## Set exercise 1
Copy the post on setting up the Bad Elf GNSS Surveyor with ArcGIS Collector word for word, from start to finish.
## Set exercise 2
Write out every one of the rows below line by line, with nothing changed.

## Text
START

I’ve wanted to try ArcGIS Collector with the Bad Elf series of devices to see how it stacks up against some other external GPS/GNSS. I’ve read some great reviews, but needed to try it with Collector to see for myself. Well, send Larry from Bad Elf to the rescue. His confidence in the Bad Elf devices is very high, so much so, he sent me a Bad Elf GNSS Surveyor to test out. And now - I understand where his confidence comes from.
Update 2016-11-08: GNSS/GPS hardware pricing corrections.
Setting up the Bad Elf GNSS Surveyor
The setup was straightforward on the iOS devices I tested with: iPad, iPad w/ 3G, iPhone 6. You can pretty much hook up the Bad Elf in the same way you would connect most other external GNSS with Collector:
- Setup the bluetooth pairing (iOS settings > Bluetooth)
- Open the ArcGIS Collector 10.4 App
- Go to the settings screen and select Providers (Action button > Settings > Providers)

END

## Supplied entries
START

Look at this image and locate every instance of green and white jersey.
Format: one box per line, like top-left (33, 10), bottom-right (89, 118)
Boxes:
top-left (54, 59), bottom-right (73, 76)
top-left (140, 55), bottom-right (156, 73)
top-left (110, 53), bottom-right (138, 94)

END

## Task answer 1
I’ve wanted to try ArcGIS Collector with the Bad Elf series of devices to see how it stacks up against some other external GPS/GNSS. I’ve read some great reviews, but needed to try it with Collector to see for myself. Well, send Larry from Bad Elf to the rescue. His confidence in the Bad Elf devices is very high, so much so, he sent me a Bad Elf GNSS Surveyor to test out. And now - I understand where his confidence comes from.
Update 2016-11-08: GNSS/GPS hardware pricing corrections.
Setting up the Bad Elf GNSS Surveyor
The setup was straightforward on the iOS devices I tested with: iPad, iPad w/ 3G, iPhone 6. You can pretty much hook up the Bad Elf in the same way you would connect most other external GNSS with Collector:
- Setup the bluetooth pairing (iOS settings > Bluetooth)
- Open the ArcGIS Collector 10.4 App
- Go to the settings screen and select Providers (Action button > Settings > Providers)

## Task answer 2
Look at this image and locate every instance of green and white jersey.
Format: one box per line, like top-left (33, 10), bottom-right (89, 118)
Boxes:
top-left (54, 59), bottom-right (73, 76)
top-left (140, 55), bottom-right (156, 73)
top-left (110, 53), bottom-right (138, 94)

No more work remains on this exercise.